### TEXT BLOCK
━━━━━━━━━━━━━━━━

Showing posts with label mistakes. Show all posts
Showing posts with label mistakes. Show all posts

Thursday, September 15, 2011

Tuesday Morning

SO MY BOSS CALLS ME THIS TUESDAY MORNING TO GET MORE DETAILS ABOUT THE MISTAKE THAT i MADE AT WORK.  i'M NOT FEELING AT ALL EASY ABOUT THIS.  I STILL FEEL SHAKY FROM IT AND i'M WORRIED ABOUT LOSING MY JOB. tHE COWORKER WHO WAS MY CHARGE NURSE ADVISED ME NOT TO TELL THE PATIENT ABOUT THE MISTAKE AND i TOOK HER ADVICE WHICH WAS REALLY STUPID.  i WAS EXTREMELY TIRED AND CONFUSED AND SOMETIMES iJUST DON'T KNOW WHY i DO THE THINGS i DO.  i HAVE NEVER BEEN ABLE TO TRUST THIS PERSON BEFORE, WHERE THE HELL DID i GET THE IDEA THAt I could trust her that day? 

i was exhausted and had an emergency  that night and one of my patients was having a melt down and after the emergency. i was somewhat flustered because I could not get in touch with the doctor to ask him a vital question about this patient and as I was waiting for his phone call I decided to hurry and get my meds out.  i ended up accidently switching up my the patients meds and when i discovered this i was horrified.  i didn't tell the patient right away because i was trying to calm myself down and i didn't want to scare her.  i never completely calmed down and decided that i would wait until my patient was more awake before i explained what happened.  when the charge nurse asked me about whether i had told her or not.  i told her not yet.  she said, "no don't tell her". then she gave me a speech about how the patient's doctor would take care of it.

i knew better, but i was so sleepy that i wasn't thinking clearly. so , i did not override her.  i took her advice.  she also advised me not to put a note in the chart which i had written.  i said to her , "but they need a record in case something happens".  she said, "no". still shaken from the earlier events, i took her advice.  i'm uspet with myself for using poor judgement.  " i've used poor judgement in many matters involving my own life. i tend to be a little more cautious with someone elses.

the thing is: even with policies for transparency, many nurses think that you should not tell when you make a mistake.  many nurses.  so, mistakes still go unreported.  i've been told by numerous nurse that they never report med errors.  i always try to report med errors myself, because you have to consider the welfare of the patient.  and they need to report if something goes wrong.

i've learned a very valuable lesson.  follow my gut and don't let your charge nurse talk you out of doing the right thing.

anyway. it is kind of scary how little integrity someone has and how you can be convinced to compromise your own values if you are not thinking clearly.  always think. 

the biggest problem with society today is that we don't have the courage of our convictions--a psychology teacher that i had once said this in a lecture.

━━━━━━━━━━━━━━━━

### INFORMATION SUPPLIED
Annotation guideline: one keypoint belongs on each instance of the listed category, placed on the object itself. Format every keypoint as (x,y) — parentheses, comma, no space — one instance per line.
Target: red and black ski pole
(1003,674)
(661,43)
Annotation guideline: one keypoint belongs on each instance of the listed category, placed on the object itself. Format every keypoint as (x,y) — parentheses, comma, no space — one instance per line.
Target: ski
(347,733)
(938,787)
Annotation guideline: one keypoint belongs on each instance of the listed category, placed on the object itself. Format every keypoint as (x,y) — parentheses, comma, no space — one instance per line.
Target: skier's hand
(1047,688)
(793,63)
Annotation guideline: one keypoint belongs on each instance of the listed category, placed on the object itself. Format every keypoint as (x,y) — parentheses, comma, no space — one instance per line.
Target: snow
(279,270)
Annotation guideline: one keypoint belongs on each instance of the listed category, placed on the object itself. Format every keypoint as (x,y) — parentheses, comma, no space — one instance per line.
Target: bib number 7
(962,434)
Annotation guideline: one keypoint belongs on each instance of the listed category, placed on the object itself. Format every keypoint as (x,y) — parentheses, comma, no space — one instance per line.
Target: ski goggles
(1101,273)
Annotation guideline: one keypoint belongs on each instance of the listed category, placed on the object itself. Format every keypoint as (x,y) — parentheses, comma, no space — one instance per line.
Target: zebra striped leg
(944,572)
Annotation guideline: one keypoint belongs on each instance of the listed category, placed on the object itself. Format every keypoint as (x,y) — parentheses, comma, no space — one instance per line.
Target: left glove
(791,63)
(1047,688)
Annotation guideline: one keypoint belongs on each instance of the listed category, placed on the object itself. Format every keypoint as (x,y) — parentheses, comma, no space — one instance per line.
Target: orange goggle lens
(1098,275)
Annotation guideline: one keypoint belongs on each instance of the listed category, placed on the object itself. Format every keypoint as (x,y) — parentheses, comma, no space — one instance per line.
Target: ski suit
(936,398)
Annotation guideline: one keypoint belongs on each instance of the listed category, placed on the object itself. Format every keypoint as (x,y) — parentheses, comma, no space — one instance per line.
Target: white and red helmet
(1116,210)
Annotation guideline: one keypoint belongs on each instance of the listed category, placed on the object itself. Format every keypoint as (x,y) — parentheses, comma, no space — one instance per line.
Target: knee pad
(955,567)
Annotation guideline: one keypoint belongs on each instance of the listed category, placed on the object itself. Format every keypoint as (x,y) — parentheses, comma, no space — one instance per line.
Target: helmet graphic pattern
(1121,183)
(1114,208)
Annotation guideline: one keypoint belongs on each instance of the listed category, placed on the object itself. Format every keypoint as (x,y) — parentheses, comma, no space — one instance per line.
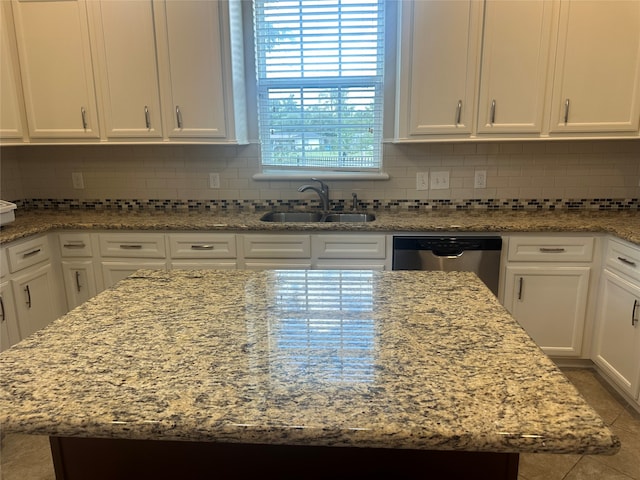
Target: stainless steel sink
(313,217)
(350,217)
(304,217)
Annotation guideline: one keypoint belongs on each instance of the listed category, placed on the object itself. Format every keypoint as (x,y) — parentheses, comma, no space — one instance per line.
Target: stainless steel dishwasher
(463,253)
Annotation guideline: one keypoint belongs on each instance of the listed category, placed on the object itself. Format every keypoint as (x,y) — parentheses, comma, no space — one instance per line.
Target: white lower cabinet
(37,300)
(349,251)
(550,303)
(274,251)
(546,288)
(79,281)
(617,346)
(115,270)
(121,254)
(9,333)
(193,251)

━━━━━━━━━━━━━━━━

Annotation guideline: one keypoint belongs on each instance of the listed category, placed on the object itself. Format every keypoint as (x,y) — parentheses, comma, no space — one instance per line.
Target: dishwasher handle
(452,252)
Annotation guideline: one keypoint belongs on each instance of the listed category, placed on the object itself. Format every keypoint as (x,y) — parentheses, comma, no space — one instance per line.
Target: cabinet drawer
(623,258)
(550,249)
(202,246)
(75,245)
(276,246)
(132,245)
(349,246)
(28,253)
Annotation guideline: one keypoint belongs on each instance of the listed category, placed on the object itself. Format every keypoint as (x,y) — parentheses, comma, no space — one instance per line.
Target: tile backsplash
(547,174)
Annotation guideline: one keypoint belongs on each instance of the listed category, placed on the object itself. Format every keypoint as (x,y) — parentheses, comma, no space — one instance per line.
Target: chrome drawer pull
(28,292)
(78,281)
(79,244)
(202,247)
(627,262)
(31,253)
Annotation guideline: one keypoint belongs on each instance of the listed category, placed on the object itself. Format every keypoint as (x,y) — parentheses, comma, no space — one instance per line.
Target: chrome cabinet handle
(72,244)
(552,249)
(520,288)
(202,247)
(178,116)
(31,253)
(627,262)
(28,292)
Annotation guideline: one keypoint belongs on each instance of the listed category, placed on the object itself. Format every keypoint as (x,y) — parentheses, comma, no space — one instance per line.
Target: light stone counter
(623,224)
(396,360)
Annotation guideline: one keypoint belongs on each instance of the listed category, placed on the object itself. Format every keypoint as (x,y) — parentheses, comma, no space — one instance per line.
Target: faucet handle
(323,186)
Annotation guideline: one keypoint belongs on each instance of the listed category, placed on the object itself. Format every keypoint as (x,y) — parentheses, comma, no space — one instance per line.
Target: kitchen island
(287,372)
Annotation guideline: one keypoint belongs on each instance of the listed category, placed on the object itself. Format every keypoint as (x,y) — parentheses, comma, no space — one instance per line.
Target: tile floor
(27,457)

━━━━━━━━━━━━━━━━

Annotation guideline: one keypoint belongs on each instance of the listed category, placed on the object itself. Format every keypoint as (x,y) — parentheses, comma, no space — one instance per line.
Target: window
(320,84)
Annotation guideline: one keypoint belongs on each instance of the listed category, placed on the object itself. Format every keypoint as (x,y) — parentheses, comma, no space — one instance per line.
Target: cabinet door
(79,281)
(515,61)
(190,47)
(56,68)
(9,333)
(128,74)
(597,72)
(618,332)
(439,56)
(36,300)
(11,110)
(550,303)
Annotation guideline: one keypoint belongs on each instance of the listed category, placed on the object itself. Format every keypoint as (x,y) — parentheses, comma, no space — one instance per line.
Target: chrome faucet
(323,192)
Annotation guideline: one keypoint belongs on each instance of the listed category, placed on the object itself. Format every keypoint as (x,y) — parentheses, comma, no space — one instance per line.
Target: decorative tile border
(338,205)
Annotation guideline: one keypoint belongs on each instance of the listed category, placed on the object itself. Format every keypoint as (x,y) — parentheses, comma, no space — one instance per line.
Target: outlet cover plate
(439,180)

━━━━━━━━━━━━━━━━

### DIRECTIONS
1. Transcribe the stretch of the blog post about a medication error from "i knew better, but" through "with someone elses.".
2. Carry the blog post about a medication error forward from its final sentence, writing the part that comes next.

### OUTPUTS IN ORDER
1.
i knew better, but i was so sleepy that i wasn't thinking clearly. so , i did not override her.  i took her advice.  she also advised me not to put a note in the chart which i had written.  i said to her , "but they need a record in case something happens".  she said, "no". still shaken from the earlier events, i took her advice.  i'm uspet with myself for using poor judgement.  " i've used poor judgement in many matters involving my own life. i tend to be a little more cautious with someone elses.

2.
maybe is should go back to school.

Tuesday, September 13, 2011

Shift

I tried not to move.  I tried to stay still, but the thing is...I'm uncomfortable.  With myself.  What most people do when they are uncomfortable with themselves is try to change their external environment. This works temporarily.  But, for permanent relief, it is the inner environment that needs changing.

So.

Last night I was uncomfortable with how I was feeling.  I don't know what emotions presented themselves, but I was tired and didn't want to be at work.  Eventually, I ended up doing something wrong and that didn't help me feel any better.  Usually when I do something wrong it makes me feel worse.  I beat myself up, call myself names and complain the whole damned night.  I didn't do that last night.

What I did was just didn't try to talk myself into saying that things are what they are not.  I just accepted the fact that I  crappy.  That I screwed up at work and left it at that.  I don't feel good about what I did but I decided not to dwell on it and to do things differently next time.

I keep mulling over my decision to move.  I'm still not sure that that is the best thing for me to do.  For one thing, I'm nowhere near ready to move. For another thing, I haven't reached my goal yet.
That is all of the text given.